* **TASK INPUT**
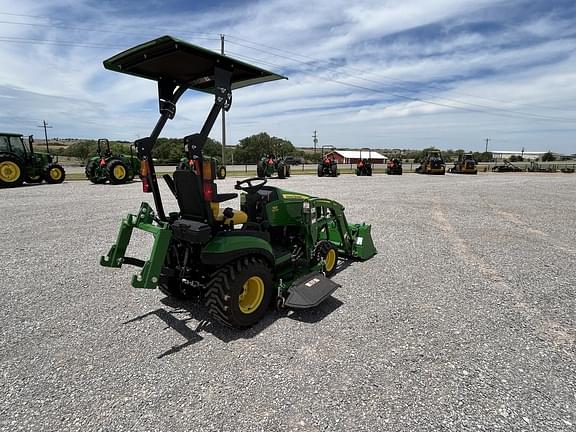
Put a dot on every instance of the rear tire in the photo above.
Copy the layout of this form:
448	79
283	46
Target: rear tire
334	170
54	173
91	172
117	172
33	179
11	171
239	293
260	171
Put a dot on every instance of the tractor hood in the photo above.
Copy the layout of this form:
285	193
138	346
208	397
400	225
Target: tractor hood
167	58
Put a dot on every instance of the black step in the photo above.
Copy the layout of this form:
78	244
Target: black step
310	291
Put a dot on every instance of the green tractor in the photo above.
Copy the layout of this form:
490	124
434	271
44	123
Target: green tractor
364	165
279	248
432	164
20	163
115	168
466	164
270	165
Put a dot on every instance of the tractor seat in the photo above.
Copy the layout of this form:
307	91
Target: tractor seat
228	215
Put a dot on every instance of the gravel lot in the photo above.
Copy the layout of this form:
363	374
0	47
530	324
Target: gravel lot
465	320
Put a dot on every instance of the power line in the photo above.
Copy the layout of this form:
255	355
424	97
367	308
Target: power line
331	62
502	111
95	30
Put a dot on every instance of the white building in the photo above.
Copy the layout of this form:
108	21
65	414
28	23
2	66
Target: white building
505	154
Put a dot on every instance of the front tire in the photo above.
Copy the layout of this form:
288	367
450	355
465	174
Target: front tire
117	172
54	173
239	293
326	252
11	171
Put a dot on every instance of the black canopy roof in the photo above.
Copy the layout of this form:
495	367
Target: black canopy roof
167	58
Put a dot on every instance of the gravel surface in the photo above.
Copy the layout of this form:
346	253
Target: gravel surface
465	320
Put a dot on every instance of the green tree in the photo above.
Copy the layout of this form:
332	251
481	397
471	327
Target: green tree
252	148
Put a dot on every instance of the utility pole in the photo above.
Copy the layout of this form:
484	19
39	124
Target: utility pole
45	126
223	110
315	141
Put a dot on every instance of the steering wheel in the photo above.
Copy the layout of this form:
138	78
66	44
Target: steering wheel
251	185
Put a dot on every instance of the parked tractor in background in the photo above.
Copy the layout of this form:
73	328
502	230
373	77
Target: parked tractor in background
19	162
328	166
279	248
466	164
394	166
115	168
270	165
364	165
432	164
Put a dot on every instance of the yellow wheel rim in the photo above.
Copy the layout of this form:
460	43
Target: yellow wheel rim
252	294
9	172
55	174
330	260
119	172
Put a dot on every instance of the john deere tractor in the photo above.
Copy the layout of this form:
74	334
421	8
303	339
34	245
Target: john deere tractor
328	166
394	166
20	163
364	165
115	168
432	164
466	164
279	248
270	164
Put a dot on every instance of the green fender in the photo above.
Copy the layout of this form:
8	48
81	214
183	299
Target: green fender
225	248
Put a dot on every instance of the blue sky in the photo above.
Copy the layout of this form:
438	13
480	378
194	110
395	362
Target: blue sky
368	73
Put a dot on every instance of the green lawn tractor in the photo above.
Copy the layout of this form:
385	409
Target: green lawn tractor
466	164
20	163
394	166
270	165
115	168
278	249
432	164
328	166
364	165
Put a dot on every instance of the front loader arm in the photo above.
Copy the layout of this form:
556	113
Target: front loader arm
144	220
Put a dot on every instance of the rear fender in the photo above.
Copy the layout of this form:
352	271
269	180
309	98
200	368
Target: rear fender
224	249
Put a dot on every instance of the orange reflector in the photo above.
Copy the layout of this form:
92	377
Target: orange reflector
144	168
208	190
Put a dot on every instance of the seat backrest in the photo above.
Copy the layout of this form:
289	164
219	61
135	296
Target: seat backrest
190	199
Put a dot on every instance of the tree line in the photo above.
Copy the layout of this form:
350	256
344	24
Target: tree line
250	149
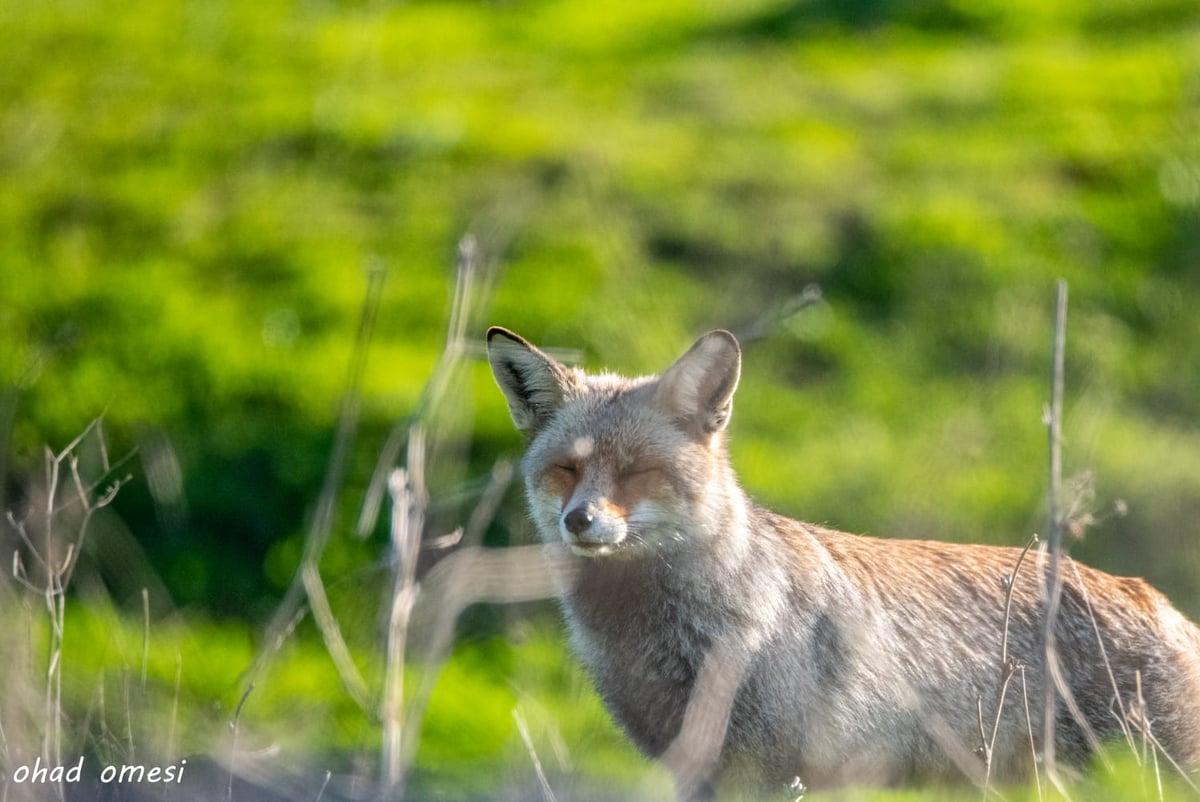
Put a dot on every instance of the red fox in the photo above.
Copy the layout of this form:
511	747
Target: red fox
741	646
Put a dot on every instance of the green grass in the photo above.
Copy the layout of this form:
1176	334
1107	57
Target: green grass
195	192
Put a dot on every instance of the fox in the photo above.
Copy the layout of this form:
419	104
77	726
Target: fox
747	650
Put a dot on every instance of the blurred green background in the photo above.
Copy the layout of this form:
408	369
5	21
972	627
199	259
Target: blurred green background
195	196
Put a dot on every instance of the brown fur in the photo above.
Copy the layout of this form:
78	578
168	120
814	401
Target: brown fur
726	639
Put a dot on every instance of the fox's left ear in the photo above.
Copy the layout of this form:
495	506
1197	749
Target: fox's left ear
697	389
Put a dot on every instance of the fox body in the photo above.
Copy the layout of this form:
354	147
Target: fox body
729	640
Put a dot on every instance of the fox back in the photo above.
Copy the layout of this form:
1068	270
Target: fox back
732	642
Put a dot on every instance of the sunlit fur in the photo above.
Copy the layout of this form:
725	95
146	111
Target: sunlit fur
865	660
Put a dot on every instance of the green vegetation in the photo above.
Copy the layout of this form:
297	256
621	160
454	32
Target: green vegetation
196	192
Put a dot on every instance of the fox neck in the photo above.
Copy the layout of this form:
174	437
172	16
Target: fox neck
643	624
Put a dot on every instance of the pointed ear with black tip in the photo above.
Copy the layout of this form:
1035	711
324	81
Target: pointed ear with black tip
533	383
697	389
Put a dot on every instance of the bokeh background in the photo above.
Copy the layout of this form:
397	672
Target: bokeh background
197	197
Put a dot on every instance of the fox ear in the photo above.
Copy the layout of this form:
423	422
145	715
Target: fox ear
533	383
697	389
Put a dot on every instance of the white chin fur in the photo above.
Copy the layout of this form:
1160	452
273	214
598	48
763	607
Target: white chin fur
601	550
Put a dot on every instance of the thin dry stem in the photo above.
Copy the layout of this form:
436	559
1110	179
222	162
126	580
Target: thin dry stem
547	792
1054	585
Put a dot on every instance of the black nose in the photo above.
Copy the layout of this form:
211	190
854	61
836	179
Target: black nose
579	520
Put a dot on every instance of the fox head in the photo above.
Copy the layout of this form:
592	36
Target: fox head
619	466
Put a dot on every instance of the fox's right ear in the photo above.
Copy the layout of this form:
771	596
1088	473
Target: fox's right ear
533	383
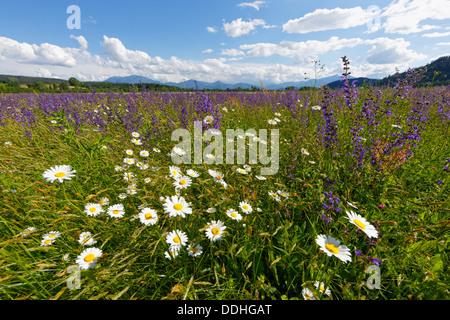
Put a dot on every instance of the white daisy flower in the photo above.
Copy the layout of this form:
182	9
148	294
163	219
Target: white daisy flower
131	191
331	247
174	171
192	173
86	239
179	151
274	196
195	250
208	119
177	238
93	209
116	210
47	242
172	253
129	161
27	231
245	207
216	230
362	224
52	235
103	201
182	182
352	205
60	173
148	216
128	176
137	142
308	294
177	206
233	214
88	258
242	171
144	153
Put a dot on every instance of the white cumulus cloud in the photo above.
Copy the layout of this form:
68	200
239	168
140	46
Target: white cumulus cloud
329	19
406	16
240	27
254	4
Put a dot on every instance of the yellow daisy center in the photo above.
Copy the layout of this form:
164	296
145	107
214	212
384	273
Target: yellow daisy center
359	224
332	248
178	206
89	258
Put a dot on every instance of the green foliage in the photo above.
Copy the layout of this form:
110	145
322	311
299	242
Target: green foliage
270	254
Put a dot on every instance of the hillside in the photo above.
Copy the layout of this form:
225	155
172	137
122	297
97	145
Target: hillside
437	74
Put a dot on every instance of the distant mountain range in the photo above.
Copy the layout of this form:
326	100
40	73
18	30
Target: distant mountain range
193	84
437	73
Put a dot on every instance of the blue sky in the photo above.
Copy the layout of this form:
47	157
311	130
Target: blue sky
232	41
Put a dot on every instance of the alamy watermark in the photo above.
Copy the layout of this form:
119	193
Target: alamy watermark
74	280
74	20
213	153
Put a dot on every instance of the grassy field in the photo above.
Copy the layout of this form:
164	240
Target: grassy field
382	154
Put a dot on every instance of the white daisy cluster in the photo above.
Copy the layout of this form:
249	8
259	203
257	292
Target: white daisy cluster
332	247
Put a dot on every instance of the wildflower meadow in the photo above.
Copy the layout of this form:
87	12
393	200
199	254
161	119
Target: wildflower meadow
99	201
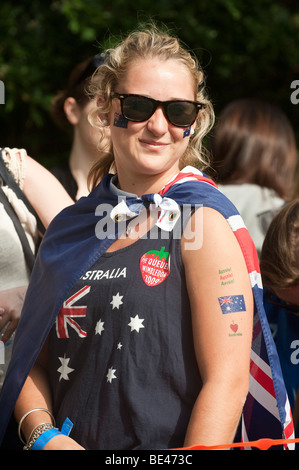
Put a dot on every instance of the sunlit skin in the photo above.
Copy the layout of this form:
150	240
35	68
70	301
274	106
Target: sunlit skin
147	153
289	295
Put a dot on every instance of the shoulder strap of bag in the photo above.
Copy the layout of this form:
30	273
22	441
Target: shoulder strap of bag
10	181
28	254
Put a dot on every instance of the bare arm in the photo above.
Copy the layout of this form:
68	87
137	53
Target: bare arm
222	340
44	191
36	394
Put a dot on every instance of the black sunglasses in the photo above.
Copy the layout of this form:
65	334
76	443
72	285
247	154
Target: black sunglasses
137	108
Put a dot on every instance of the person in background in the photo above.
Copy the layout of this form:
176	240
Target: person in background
146	342
70	109
23	181
254	156
279	263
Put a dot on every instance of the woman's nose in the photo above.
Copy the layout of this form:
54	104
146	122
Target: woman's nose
158	123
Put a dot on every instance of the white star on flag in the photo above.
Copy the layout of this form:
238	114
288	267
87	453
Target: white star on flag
116	301
99	327
64	369
136	323
110	376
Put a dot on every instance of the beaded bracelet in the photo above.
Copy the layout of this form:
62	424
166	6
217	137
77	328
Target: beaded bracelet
28	413
36	433
43	435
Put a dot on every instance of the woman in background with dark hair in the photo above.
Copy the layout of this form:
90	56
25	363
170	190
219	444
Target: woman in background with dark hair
254	154
70	109
280	274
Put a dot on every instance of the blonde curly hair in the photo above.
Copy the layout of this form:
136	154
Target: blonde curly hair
147	44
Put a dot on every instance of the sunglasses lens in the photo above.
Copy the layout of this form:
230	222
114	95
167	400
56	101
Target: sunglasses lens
137	108
181	113
140	108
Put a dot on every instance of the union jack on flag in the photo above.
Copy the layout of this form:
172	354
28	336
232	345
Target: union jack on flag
266	413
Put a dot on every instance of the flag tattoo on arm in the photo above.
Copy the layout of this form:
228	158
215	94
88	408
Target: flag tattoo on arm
232	304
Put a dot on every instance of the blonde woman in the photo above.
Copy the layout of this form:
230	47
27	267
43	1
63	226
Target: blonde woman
147	330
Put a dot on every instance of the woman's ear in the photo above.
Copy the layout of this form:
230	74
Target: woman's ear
103	117
72	110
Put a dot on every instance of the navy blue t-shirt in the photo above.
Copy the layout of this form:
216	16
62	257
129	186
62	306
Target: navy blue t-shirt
121	353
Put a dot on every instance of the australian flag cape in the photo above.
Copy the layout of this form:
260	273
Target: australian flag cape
70	246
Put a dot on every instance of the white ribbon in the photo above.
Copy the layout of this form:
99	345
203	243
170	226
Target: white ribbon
169	212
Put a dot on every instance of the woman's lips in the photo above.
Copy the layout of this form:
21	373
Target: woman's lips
152	144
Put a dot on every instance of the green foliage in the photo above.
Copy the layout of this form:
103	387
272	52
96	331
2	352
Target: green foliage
246	49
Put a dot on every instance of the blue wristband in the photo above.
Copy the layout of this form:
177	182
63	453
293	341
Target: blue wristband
50	433
44	438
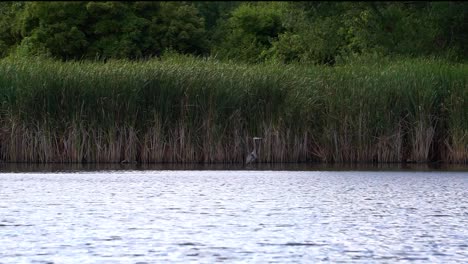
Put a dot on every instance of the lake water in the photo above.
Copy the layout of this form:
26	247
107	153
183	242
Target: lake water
249	215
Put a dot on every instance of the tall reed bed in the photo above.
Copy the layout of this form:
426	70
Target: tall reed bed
183	109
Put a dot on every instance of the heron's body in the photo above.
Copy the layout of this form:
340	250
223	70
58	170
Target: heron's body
253	155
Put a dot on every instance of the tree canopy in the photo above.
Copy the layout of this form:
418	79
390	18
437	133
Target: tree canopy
309	32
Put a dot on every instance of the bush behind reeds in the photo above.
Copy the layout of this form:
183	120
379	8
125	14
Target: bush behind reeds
184	109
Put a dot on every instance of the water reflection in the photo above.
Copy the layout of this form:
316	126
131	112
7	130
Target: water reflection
211	216
77	167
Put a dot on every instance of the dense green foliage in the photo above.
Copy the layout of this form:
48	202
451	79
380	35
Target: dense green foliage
201	110
310	32
194	81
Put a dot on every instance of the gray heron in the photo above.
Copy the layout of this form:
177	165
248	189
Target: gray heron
253	155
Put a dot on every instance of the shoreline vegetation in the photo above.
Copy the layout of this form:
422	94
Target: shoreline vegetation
185	109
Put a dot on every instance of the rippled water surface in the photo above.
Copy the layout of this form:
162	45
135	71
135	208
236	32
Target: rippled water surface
207	216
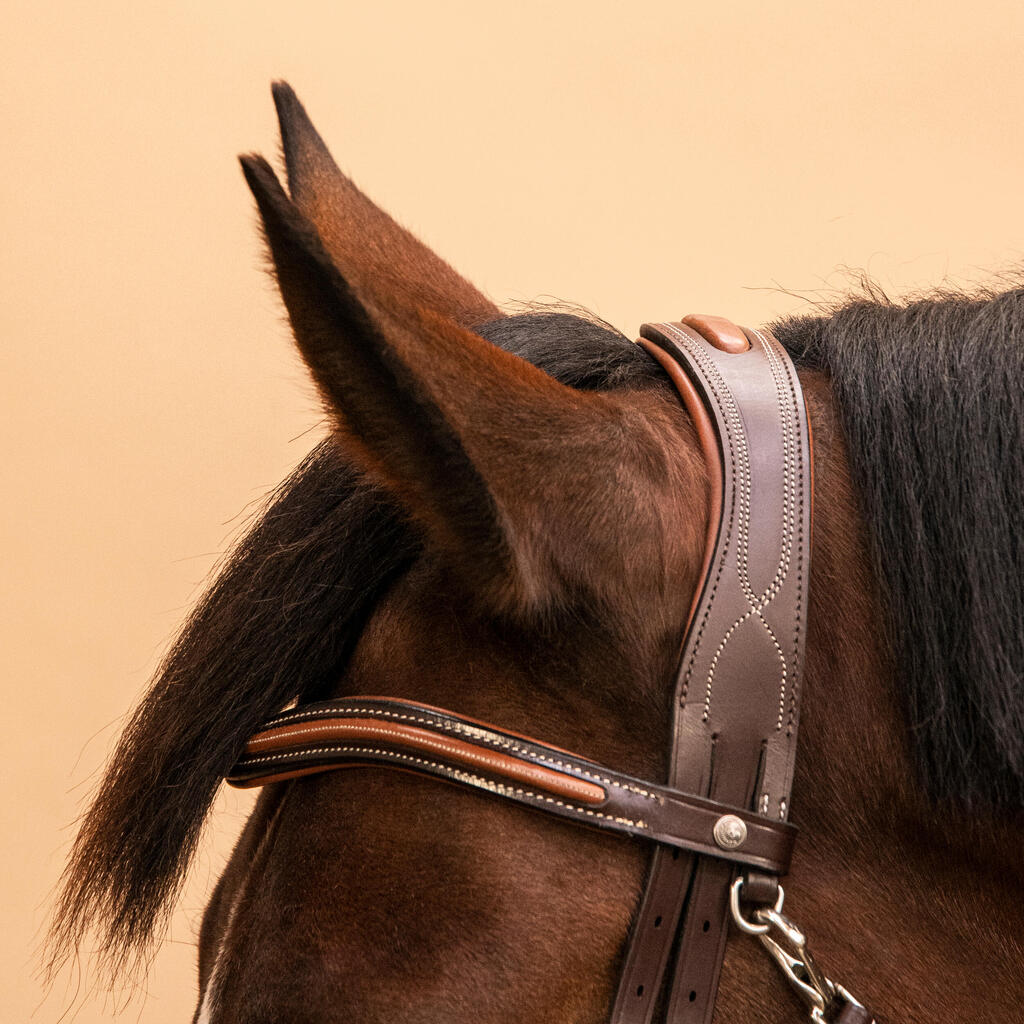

* **YOUR GOAL**
Pull out every line in the entries above that contains the word "lake" and list those lines.

* **REPLY**
Put a dot on every instance of the lake water in the photo above.
Target: lake water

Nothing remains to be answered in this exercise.